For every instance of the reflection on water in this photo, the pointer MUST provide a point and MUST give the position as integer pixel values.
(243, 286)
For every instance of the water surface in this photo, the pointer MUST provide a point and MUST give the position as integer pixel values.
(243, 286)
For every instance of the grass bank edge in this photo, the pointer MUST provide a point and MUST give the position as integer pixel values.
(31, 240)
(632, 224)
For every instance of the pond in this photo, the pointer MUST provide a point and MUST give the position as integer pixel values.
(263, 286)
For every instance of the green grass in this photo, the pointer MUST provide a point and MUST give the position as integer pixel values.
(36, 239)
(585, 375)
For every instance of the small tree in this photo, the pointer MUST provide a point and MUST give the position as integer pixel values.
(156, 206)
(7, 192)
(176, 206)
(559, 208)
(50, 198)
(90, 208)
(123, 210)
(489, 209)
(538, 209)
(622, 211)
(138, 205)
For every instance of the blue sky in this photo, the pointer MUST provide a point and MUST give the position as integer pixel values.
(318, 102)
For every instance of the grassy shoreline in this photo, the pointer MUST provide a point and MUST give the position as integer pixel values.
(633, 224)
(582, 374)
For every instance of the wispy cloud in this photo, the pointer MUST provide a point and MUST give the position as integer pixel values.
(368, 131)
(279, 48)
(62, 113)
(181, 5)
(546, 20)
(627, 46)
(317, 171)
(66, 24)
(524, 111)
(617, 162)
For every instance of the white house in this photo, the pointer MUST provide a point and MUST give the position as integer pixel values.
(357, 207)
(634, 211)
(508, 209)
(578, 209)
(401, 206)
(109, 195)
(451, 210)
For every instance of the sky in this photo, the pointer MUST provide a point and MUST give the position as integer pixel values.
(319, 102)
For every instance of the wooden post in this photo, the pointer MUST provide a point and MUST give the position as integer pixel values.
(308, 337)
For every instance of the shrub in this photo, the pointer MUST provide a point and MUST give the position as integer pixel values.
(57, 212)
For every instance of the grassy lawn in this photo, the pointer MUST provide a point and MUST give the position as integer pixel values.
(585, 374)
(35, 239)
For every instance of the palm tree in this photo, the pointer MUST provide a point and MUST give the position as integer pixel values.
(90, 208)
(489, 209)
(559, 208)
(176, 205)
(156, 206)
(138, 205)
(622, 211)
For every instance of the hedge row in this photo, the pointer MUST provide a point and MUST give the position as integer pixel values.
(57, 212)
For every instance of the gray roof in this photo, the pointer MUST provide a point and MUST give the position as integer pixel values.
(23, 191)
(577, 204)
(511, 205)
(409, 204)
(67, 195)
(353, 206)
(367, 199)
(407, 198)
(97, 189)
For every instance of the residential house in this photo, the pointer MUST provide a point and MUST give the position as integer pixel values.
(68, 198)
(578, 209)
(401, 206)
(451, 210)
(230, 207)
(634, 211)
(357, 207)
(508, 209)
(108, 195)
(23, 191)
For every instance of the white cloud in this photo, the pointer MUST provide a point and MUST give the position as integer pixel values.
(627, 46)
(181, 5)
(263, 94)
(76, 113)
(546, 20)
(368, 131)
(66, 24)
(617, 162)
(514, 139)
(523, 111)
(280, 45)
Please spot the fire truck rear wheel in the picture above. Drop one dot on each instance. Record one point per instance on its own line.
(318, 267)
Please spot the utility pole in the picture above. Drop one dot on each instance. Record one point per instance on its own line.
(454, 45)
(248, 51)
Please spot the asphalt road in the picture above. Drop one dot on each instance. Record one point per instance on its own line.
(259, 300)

• WORK INSTRUCTION: Print all the records exactly as written.

• EXPECTED OUTPUT:
For every instance of the reflection on water in this photo, the pointer MUST provide a point and MUST give the position as integer pixel values.
(243, 286)
For every instance of the water surface in this photo, the pointer MUST provide a point and MUST give the position as integer pixel values.
(243, 286)
For every instance of the grass bank edge in this photo, the pointer MUST provide a point and MUST give the position as integer pixel values.
(31, 240)
(632, 224)
For every instance of the pond in this photo, the pointer MUST provide a point and MUST give the position as integer pixel values.
(263, 286)
For every instance of the green grass in this photo, the pointer MUST provide a point and MUST give the position as integer pixel values.
(36, 239)
(585, 375)
For every instance of the small tree in this photo, the pointer MUST provide a point and MUST give the position as integer pixel values.
(156, 206)
(7, 192)
(176, 206)
(559, 208)
(50, 198)
(90, 208)
(123, 210)
(489, 209)
(538, 209)
(622, 211)
(138, 205)
For every instance of the blue sky in this photo, the pointer MUST provide a point and MUST give the position as integer pixel values.
(318, 102)
For every instance of the grassy shoreline in this photo, the pointer MUST provide a point and MUST give the position as integer pixel values.
(633, 224)
(582, 374)
For every instance of the wispy cloud in this photo, the pointer MUST provide a point and MUST give the position as integer pixel values.
(368, 131)
(279, 48)
(62, 113)
(181, 5)
(546, 20)
(627, 46)
(317, 171)
(66, 24)
(524, 111)
(617, 162)
For every instance of the white house in this photo, the pointer MUST provide a point and MUST give the position as integer pixel values.
(357, 207)
(634, 211)
(508, 209)
(578, 209)
(401, 206)
(109, 195)
(451, 210)
For every instance of the sky in this photo, the pointer MUST provide a point and MUST give the position as integer pixel values.
(319, 102)
For every instance of the wooden post in this photo, the pointer MUST provide a point and MUST give the position as integer pixel values.
(308, 337)
For every instance of the shrub in this photo, the pointer MUST provide a point and MUST give the position as integer pixel values.
(57, 212)
For every instance of the grassy lawn in this photo, the pointer MUST provide a point and MUST give the position as integer pixel values.
(585, 374)
(35, 239)
For every instance of the palm tree in this photo, the pointer MUST provide a point and MUST give the position as integer pixel values.
(90, 208)
(489, 209)
(559, 208)
(176, 205)
(156, 206)
(138, 205)
(622, 211)
For every instance of the hedge row in this photo, the pointer MUST provide a point and MUST give the position as integer pixel values.
(57, 212)
For every instance of the gray roof in this photo, the pointer MUST provide a point and MUST give the position as integer pixel values.
(23, 191)
(577, 204)
(511, 205)
(409, 204)
(67, 195)
(353, 206)
(367, 199)
(407, 198)
(97, 189)
For every instance of the residential house in this photo, the pointer MUST provide a point and MUST give the position as integer pixel values.
(68, 198)
(578, 209)
(401, 206)
(451, 210)
(230, 207)
(634, 211)
(357, 207)
(508, 209)
(108, 195)
(23, 191)
For every instance of the white cloud in this photo, the pointer MUST provide a point and MUST give the position as integer pixel values.
(627, 46)
(181, 5)
(263, 94)
(76, 113)
(546, 20)
(368, 131)
(66, 24)
(617, 162)
(514, 139)
(523, 111)
(280, 45)
Please spot the fire truck rear wheel in the picture above. Drop one dot on each instance. Record one point per instance on its own line.
(318, 267)
Please spot the utility pole in the picture above. Drop one dot on each instance. Record one point per instance on its own line.
(454, 45)
(248, 51)
Please spot the asphalt road in the picture above. Drop one dot on each instance. Record one point per instance on its own line.
(259, 300)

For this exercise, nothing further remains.